··· EXCERPT TO READ ···

Skip to main content

Rust implementation of Python markdownify with a Python API

Project description

markdownify-rs

Rust implementation of Python markdownify with output parity as the primary goal.

Python bindings

Build and install locally with maturin (uv):

uv venv
uv pip install maturin
.venv/bin/maturin develop --features python

Build via pip (PEP 517):

uv pip install .

Usage:

from markdownify_rs import markdownify

print(markdownify("<b>Hello</b>"))

Batch usage (parallelized in Rust):

from markdownify_rs import markdownify_batch

outputs = markdownify_batch(["<b>Hello</b>", "<i>World</i>"])

Markdown-adjacent utilities (submodule):

from markdownify_rs.markdown_utils import (
    split_into_chunks,
    split_into_chunks_batch,
    coalesce_small_chunks,
    link_percentage,
    link_percentage_batch,
    filter_by_link_percentage,
    strip_links_with_substring,
    strip_links_with_substring_batch,
    remove_large_tables,
    remove_large_tables_batch,
    remove_lines_with_substring,
    remove_lines_with_substring_batch,
    fix_newlines,
    fix_newlines_batch,
    split_on_dividers,
    strip_html_and_contents,
    strip_html_and_contents_batch,
    strip_data_uri_images,
    text_pipeline_batch,
)

chunks = split_into_chunks(text, how="sections")
chunks_batch = split_into_chunks_batch([text1, text2], how="sections")
cleaned = strip_links_with_substring(text, "javascript")

··· RECORD LIST ···

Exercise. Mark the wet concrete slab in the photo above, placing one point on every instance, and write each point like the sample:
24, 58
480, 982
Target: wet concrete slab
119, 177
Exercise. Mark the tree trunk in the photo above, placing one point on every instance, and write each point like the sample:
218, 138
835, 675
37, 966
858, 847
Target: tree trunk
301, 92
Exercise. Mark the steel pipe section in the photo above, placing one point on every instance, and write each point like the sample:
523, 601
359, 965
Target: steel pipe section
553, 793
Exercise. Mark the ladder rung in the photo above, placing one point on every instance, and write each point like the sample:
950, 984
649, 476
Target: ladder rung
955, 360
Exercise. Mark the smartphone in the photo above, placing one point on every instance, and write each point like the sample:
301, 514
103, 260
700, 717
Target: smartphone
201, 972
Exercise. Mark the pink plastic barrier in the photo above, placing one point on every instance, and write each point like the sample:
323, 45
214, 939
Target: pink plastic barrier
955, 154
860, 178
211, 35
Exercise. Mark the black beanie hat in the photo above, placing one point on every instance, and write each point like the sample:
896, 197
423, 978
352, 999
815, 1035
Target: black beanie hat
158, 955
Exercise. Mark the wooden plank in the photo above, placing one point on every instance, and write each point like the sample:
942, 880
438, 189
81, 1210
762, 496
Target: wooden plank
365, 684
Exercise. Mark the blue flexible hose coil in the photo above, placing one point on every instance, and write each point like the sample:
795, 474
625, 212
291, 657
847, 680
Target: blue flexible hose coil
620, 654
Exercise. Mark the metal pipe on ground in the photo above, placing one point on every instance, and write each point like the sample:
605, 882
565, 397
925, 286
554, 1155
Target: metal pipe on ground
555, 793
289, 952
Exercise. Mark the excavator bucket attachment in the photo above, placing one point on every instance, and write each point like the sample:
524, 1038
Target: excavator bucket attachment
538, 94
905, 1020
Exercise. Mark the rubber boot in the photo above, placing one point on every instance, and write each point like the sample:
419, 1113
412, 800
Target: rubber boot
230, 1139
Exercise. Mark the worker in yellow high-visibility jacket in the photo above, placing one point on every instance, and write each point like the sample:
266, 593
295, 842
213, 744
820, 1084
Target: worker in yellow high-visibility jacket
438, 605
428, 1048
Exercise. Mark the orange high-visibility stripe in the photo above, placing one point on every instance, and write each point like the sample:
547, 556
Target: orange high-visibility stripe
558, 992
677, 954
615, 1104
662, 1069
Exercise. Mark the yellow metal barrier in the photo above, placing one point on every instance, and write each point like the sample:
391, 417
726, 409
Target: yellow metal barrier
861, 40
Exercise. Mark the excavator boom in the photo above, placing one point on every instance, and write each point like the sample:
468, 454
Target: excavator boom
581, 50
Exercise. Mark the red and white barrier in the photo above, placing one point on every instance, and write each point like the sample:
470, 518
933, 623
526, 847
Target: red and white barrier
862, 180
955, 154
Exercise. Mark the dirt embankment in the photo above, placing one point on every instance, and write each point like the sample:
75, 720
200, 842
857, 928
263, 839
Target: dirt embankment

···

GIVEN EXERCISE: Pick up the markdownify-rs project description right after its last line and continue it.

TASK OUTPUT:
cleaned_batch = strip_links_with_substring_batch([text1, text2], "javascript")
filtered = filter_by_link_percentage([text1, text2], threshold=0.5)
pipelined = text_pipeline_batch(
    [text1, text2],
    steps=[
        ("strip_links_with_substring", {"substring": "javascript"}),
        ("remove_large_tables", {"max_cells": 200}),
        ("fix_newlines", {}),
    ],
)

Notes:

  • code_language_callback is not yet supported in the Python bindings.

CLI:

markdownify-rs input.html
cat input.html | markdownify-rs

Parity hacks (scraper vs. BeautifulSoup)

These are explicit, ad hoc behaviors added on top of scraper/html5ever to match python-markdownify (BeautifulSoup + html.parser) output. They are intentionally quirky and may be replaced with more “correct” behavior once parity is stable.

  • <br> parser quirk: With BeautifulSoup’s html.parser, if a non‑self‑closing <br> appears before a self‑closing <br/>, the later <br/> can be treated like an opening <br> whose contents run until that implicit <br> is closed (usually when its parent closes). We emulate this by removing the content between that <br/> and the closing tag that ends the implicit <br> (ignoring <br> tags inside comments/scripts), which matches python-markdownify’s output.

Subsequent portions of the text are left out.